**What you will do:**
Based on the entries below, how many lines contain the word "Which"? Respond with only the number.

**Recorded information:**
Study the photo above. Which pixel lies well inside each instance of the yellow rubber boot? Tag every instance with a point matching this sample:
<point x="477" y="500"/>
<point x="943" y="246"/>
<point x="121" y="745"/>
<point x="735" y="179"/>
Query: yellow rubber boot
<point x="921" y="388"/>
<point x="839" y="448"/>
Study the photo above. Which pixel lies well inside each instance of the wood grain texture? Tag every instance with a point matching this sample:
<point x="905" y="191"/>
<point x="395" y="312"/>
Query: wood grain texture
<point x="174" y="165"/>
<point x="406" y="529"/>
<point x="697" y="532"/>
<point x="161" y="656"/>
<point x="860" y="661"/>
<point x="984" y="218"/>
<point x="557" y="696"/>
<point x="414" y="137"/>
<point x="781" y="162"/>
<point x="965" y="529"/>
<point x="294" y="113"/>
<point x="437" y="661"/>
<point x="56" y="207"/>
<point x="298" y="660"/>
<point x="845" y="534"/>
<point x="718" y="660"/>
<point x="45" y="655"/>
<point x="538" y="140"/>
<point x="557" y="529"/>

**Result for this exercise:**
2